• [Directions for this task] Render every line of the records below as a Markdown table with two columns, "Row" and "Line", giving each line a row number and skipping blank lines. Leave the pictures out of the table.

[begin Provided data]

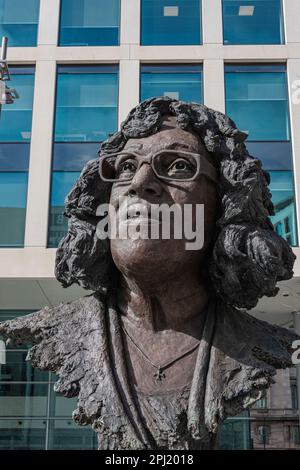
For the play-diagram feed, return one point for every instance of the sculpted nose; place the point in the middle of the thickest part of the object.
(145, 183)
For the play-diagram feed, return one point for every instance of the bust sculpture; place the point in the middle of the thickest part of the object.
(163, 350)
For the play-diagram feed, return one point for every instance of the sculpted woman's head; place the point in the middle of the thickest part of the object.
(242, 258)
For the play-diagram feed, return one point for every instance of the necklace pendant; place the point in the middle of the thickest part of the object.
(159, 375)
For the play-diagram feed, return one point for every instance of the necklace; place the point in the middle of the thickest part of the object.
(159, 375)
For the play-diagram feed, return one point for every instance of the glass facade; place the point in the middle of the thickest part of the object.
(32, 416)
(235, 433)
(19, 21)
(257, 100)
(86, 113)
(15, 133)
(255, 22)
(183, 82)
(170, 22)
(89, 23)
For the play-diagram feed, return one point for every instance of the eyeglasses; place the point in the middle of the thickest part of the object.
(167, 165)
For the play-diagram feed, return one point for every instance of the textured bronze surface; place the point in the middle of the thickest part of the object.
(181, 308)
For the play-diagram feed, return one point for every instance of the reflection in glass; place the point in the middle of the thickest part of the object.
(89, 23)
(69, 156)
(19, 21)
(274, 155)
(17, 369)
(234, 433)
(19, 399)
(16, 118)
(22, 434)
(13, 197)
(283, 198)
(86, 106)
(180, 82)
(254, 22)
(62, 183)
(170, 22)
(258, 104)
(86, 114)
(65, 434)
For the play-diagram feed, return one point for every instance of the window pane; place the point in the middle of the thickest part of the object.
(73, 157)
(28, 399)
(89, 23)
(274, 155)
(16, 118)
(86, 106)
(258, 104)
(14, 157)
(17, 369)
(19, 21)
(22, 434)
(62, 183)
(65, 434)
(254, 22)
(61, 407)
(234, 433)
(170, 22)
(283, 198)
(13, 196)
(86, 114)
(180, 82)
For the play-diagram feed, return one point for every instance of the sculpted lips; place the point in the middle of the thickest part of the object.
(139, 211)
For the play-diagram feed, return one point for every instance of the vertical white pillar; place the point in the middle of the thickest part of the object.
(214, 85)
(296, 318)
(130, 22)
(40, 155)
(212, 24)
(48, 22)
(129, 86)
(292, 18)
(293, 70)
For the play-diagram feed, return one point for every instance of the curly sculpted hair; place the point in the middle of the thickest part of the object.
(248, 257)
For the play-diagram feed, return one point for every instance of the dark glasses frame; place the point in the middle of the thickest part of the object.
(203, 166)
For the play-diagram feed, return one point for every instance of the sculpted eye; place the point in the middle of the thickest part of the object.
(179, 166)
(126, 167)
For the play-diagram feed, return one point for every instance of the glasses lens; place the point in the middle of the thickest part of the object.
(175, 165)
(119, 168)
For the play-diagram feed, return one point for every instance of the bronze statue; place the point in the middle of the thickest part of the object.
(163, 350)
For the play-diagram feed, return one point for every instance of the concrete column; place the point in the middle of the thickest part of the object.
(292, 17)
(36, 228)
(214, 86)
(296, 318)
(129, 86)
(293, 70)
(48, 22)
(212, 24)
(130, 22)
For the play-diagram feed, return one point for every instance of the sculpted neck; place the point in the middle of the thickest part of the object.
(174, 303)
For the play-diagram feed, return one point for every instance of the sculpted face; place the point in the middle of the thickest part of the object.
(162, 257)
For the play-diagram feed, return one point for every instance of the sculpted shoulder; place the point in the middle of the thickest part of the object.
(62, 339)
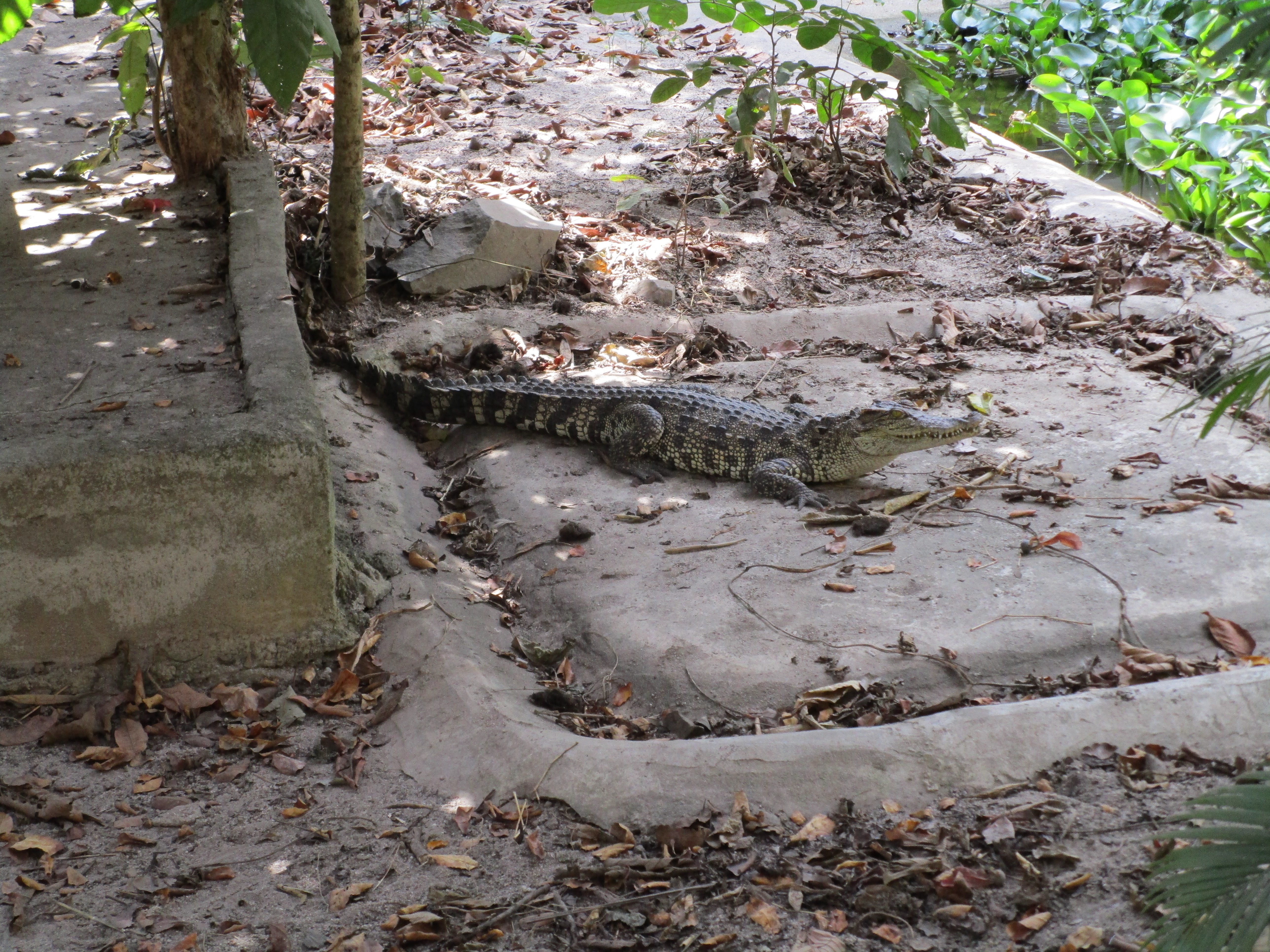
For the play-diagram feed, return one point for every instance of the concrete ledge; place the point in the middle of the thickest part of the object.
(194, 551)
(465, 729)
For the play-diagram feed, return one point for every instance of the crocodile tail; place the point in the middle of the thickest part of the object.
(411, 395)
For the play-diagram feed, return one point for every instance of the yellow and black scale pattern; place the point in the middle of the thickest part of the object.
(686, 427)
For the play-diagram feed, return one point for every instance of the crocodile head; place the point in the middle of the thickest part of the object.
(870, 437)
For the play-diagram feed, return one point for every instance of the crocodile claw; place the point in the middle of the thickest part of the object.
(810, 498)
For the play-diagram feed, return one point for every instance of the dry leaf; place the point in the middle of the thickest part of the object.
(613, 851)
(535, 843)
(817, 827)
(455, 862)
(888, 932)
(45, 845)
(1231, 635)
(997, 831)
(1085, 937)
(765, 916)
(340, 898)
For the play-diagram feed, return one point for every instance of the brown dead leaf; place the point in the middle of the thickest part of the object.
(286, 765)
(888, 932)
(30, 730)
(1231, 635)
(765, 916)
(535, 845)
(1177, 506)
(721, 940)
(454, 861)
(341, 898)
(1085, 937)
(817, 827)
(45, 845)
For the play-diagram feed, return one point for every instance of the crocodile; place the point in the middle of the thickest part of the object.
(688, 426)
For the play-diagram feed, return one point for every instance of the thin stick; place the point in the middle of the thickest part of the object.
(691, 681)
(703, 548)
(618, 903)
(468, 458)
(88, 916)
(550, 766)
(78, 384)
(1053, 619)
(513, 909)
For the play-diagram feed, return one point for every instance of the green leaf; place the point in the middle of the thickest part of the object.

[end Provided data]

• [Written response]
| Row | Line |
|---|---|
| 1 | For the play-diagram feed, return one point for every instance of the sculpted nose; place the point in the middle of the thickest part of the object. |
| 2 | (145, 183) |
| 3 | For the play-diagram feed, return one point for every instance of the bust sculpture; place the point in the middle of the thickest part of the object. |
| 4 | (163, 350) |
| 5 | For the play-diagram feed, return one point for every instance of the sculpted woman's head; place the point in the middle of the thickest part of the object. |
| 6 | (242, 258) |
| 7 | For the play-diagram feed, return one point for every instance of the necklace pendant; place the point in the middle of the thickest part of the object. |
| 8 | (159, 375) |
| 9 | For the play-diagram feed, return one point for every instance of the necklace; place the point in the middle of the thickest part of the object. |
| 10 | (159, 375) |
| 11 | For the play-diagram feed, return one point for every instance of the glass facade; place the point in the middle of the thickest part of the object. |
| 12 | (32, 416) |
| 13 | (235, 433) |
| 14 | (19, 21) |
| 15 | (257, 100) |
| 16 | (86, 113) |
| 17 | (15, 133) |
| 18 | (255, 22) |
| 19 | (183, 82) |
| 20 | (170, 22) |
| 21 | (89, 23) |
| 22 | For the play-diagram feed, return one point for every instance of the eyeglasses; place the point in the middle of the thickest part of the object. |
| 23 | (167, 165) |
| 24 | For the play-diagram feed, return one point for every instance of the textured bronze surface; place the point in the middle of the thickest part of the object. |
| 25 | (181, 308) |
| 26 | For the play-diagram feed, return one point for every instance of the reflection in glass; place the point in the middle of the thickest part of the object. |
| 27 | (89, 23) |
| 28 | (69, 156) |
| 29 | (19, 21) |
| 30 | (274, 155) |
| 31 | (17, 369) |
| 32 | (234, 433) |
| 33 | (19, 399) |
| 34 | (16, 118) |
| 35 | (22, 434) |
| 36 | (13, 197) |
| 37 | (283, 198) |
| 38 | (86, 106) |
| 39 | (180, 82) |
| 40 | (254, 22) |
| 41 | (62, 183) |
| 42 | (170, 22) |
| 43 | (258, 104) |
| 44 | (86, 114) |
| 45 | (65, 434) |
| 46 | For the play-diagram feed, return one point for every instance of the window pane; place the point in the middle of the thickest part of the object. |
| 47 | (73, 157) |
| 48 | (28, 399) |
| 49 | (89, 23) |
| 50 | (274, 155) |
| 51 | (16, 118) |
| 52 | (86, 106) |
| 53 | (258, 104) |
| 54 | (14, 157) |
| 55 | (17, 369) |
| 56 | (19, 21) |
| 57 | (22, 434) |
| 58 | (62, 183) |
| 59 | (65, 434) |
| 60 | (254, 22) |
| 61 | (61, 407) |
| 62 | (234, 433) |
| 63 | (170, 22) |
| 64 | (283, 198) |
| 65 | (13, 196) |
| 66 | (86, 114) |
| 67 | (180, 82) |
| 68 | For the play-diagram feed, return one point for every instance of the sculpted lips; place the point in the middle of the thickest part of the object. |
| 69 | (139, 211) |
| 70 | For the play-diagram feed, return one point for every instance of the vertical white pillar; place the point in the middle of the thickest part of the object. |
| 71 | (214, 85) |
| 72 | (296, 318) |
| 73 | (130, 22) |
| 74 | (40, 155) |
| 75 | (212, 24) |
| 76 | (48, 22) |
| 77 | (129, 86) |
| 78 | (292, 18) |
| 79 | (293, 70) |
| 80 | For the play-diagram feed, return one point for every instance of the curly sculpted hair; place the point in the middle of the thickest part of the object. |
| 81 | (248, 257) |
| 82 | For the play-diagram feed, return one point for every instance of the dark glasses frame; place the point in the middle of the thickest part of the object. |
| 83 | (203, 166) |
| 84 | For the play-diagram feed, return one point for every instance of the sculpted eye; place the point in the middle of the thickest part of the object. |
| 85 | (179, 166) |
| 86 | (126, 167) |
| 87 | For the play-diagram feed, return one point for every instance of the glasses lens; place the point in the middle of the thickest part of the object. |
| 88 | (175, 165) |
| 89 | (119, 168) |
| 90 | For the play-diagram feed, return one point for every instance of the bronze statue; place the point in the middle of the thickest part of the object. |
| 91 | (163, 350) |
| 92 | For the play-diagram feed, return one point for every instance of the concrete column; place the point in the middle of the thickest part of the object. |
| 93 | (292, 17) |
| 94 | (36, 228) |
| 95 | (214, 86) |
| 96 | (296, 318) |
| 97 | (129, 86) |
| 98 | (293, 70) |
| 99 | (48, 22) |
| 100 | (212, 24) |
| 101 | (130, 22) |
| 102 | For the play-diagram feed, return one point for every instance of the sculpted neck; place the point in the middle of the thickest part of the object. |
| 103 | (174, 303) |
| 104 | For the play-diagram feed, return one point for every instance of the sculpted face; place the point in the middle of the thickest part of the object. |
| 105 | (162, 257) |
| 106 | For the play-diagram feed, return one point for every instance of the sculpted shoulder; place the point in the middle of the thickest part of the object. |
| 107 | (62, 339) |
| 108 | For the play-diagram feed, return one point for every instance of the concrete ledge; place the point in the middle of the thickest part of the object. |
| 109 | (194, 551) |
| 110 | (465, 729) |
| 111 | For the play-diagram feed, return one point for every instance of the crocodile tail; place the point in the middle of the thickest part of the object. |
| 112 | (411, 395) |
| 113 | For the play-diagram feed, return one point for every instance of the yellow and black scale pattern; place the point in the middle of the thickest part of the object. |
| 114 | (686, 427) |
| 115 | For the play-diagram feed, return one point for every instance of the crocodile head; place the point in the middle of the thickest part of the object. |
| 116 | (870, 437) |
| 117 | For the play-diagram feed, return one point for every instance of the crocodile claw; place the point in the middle of the thickest part of the object. |
| 118 | (810, 498) |
| 119 | For the play-diagram feed, return one point for every instance of the dry leaf; place the point in the middle of the thickest part of the object. |
| 120 | (613, 851) |
| 121 | (535, 843) |
| 122 | (817, 827) |
| 123 | (455, 862) |
| 124 | (888, 932) |
| 125 | (45, 845) |
| 126 | (1231, 635) |
| 127 | (997, 831) |
| 128 | (1085, 937) |
| 129 | (765, 916) |
| 130 | (340, 898) |
| 131 | For the play-diagram feed, return one point for every instance of the brown dead leaf; place the point in the middle of the thickest part of the object. |
| 132 | (286, 765) |
| 133 | (888, 932) |
| 134 | (30, 730) |
| 135 | (1231, 635) |
| 136 | (765, 916) |
| 137 | (535, 845) |
| 138 | (1177, 506) |
| 139 | (721, 940) |
| 140 | (454, 861) |
| 141 | (341, 898) |
| 142 | (1085, 937) |
| 143 | (817, 827) |
| 144 | (45, 845) |
| 145 | For the play-diagram feed, return one point for every instance of the crocodile; place the point in the middle of the thickest part of the object. |
| 146 | (688, 426) |
| 147 | For the play-diagram feed, return one point for every instance of the thin stick; place the point in the middle of the thickest part of the object. |
| 148 | (691, 681) |
| 149 | (703, 548) |
| 150 | (618, 903) |
| 151 | (468, 458) |
| 152 | (88, 916) |
| 153 | (550, 766) |
| 154 | (78, 384) |
| 155 | (1053, 619) |
| 156 | (513, 909) |
| 157 | For the play-diagram feed, return one point for every instance of the green leaf; place the point in the middle of the thickest part of the object. |